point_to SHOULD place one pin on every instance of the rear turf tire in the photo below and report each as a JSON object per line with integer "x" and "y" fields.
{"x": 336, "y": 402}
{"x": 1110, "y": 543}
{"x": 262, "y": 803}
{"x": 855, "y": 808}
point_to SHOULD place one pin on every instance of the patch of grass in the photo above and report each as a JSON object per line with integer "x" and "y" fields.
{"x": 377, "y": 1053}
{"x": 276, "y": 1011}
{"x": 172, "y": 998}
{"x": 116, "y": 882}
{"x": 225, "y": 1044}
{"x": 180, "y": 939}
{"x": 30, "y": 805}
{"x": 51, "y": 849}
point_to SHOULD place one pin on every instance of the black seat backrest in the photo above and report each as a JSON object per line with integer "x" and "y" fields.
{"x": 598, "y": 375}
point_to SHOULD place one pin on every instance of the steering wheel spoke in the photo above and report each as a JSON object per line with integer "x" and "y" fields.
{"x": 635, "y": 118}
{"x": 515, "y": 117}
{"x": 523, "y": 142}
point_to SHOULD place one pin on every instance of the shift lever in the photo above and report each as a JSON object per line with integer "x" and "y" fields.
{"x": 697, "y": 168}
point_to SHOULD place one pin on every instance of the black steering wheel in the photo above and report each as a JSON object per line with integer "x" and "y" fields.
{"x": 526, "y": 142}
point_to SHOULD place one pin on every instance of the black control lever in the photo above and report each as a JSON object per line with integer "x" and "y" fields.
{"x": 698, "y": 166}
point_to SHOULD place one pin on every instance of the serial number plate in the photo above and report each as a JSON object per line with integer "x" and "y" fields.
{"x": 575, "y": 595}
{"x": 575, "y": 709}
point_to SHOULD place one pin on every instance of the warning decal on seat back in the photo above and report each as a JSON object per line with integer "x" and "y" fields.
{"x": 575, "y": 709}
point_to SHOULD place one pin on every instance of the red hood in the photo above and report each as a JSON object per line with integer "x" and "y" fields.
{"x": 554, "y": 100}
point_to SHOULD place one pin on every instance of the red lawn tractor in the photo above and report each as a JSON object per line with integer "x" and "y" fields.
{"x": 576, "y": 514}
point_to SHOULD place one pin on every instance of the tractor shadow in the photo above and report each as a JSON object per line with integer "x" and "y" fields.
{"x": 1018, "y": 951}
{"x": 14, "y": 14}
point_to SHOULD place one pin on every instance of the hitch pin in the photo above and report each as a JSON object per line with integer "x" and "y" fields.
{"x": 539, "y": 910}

──────────────────────────────

### Task details
Could you output all of the data above word for word, leaving every line unchanged?

### Written response
point_to SHOULD place one pin on every instance of the rear turf tire in the photo below and report each as a JSON object per line with integer "x" and "y" fields.
{"x": 336, "y": 402}
{"x": 1110, "y": 543}
{"x": 262, "y": 803}
{"x": 855, "y": 808}
point_to SHOULD place one pin on every instance of the patch of grass in the photo above and report each as a JSON object per line with integer "x" and "y" fields.
{"x": 377, "y": 1053}
{"x": 276, "y": 1011}
{"x": 172, "y": 998}
{"x": 116, "y": 882}
{"x": 225, "y": 1044}
{"x": 180, "y": 939}
{"x": 30, "y": 805}
{"x": 51, "y": 849}
point_to SHOULD place one pin on every instance of the black seat backrest in the photo above and report each as a JSON object per line with integer "x" and "y" fields.
{"x": 598, "y": 375}
point_to SHOULD place one pin on every instance of the steering wheel spoke in the photo above and report each as a JSON object per line with integer "x" and "y" fields.
{"x": 635, "y": 118}
{"x": 515, "y": 117}
{"x": 523, "y": 142}
point_to SHOULD place one pin on every instance of the shift lever in the photo above and report each as a JSON object per line with integer "x" and "y" fields.
{"x": 697, "y": 168}
point_to SHOULD place one pin on every instance of the black steering wheel in the photo above and report each as a JSON object per line with integer "x" and "y" fields.
{"x": 526, "y": 142}
point_to SHOULD place one pin on every instance of the black control lever in the photo above and report each as a JSON object per line with integer "x" and "y" fields.
{"x": 698, "y": 166}
point_to SHOULD place one pin on every instance of the serial number plate in the photo above and report each as a JSON object per line with integer "x" and "y" fields.
{"x": 575, "y": 595}
{"x": 575, "y": 709}
point_to SHOULD place one pin on every instance of the warning decal on seat back in the photo above and report each as a JSON object per line with integer "x" and "y" fields.
{"x": 575, "y": 709}
point_to SHOULD place one pin on every instance of the red hood in the photo above and report each as a JSON object per line with integer "x" and "y" fields.
{"x": 554, "y": 100}
point_to SHOULD place one pin on every instance of the red lawn tractor in the photo above and report each as a JSON object per line with integer "x" and "y" fields.
{"x": 576, "y": 514}
point_to SHOULD place one pin on every instance of the tractor shadow in the photo above and report each as a JSON object per line with integer "x" and "y" fields.
{"x": 1018, "y": 951}
{"x": 14, "y": 14}
point_to SHOULD place one pin on every instance of the hitch pin in the photo above and report each as a JSON object per line with integer "x" and "y" fields.
{"x": 539, "y": 910}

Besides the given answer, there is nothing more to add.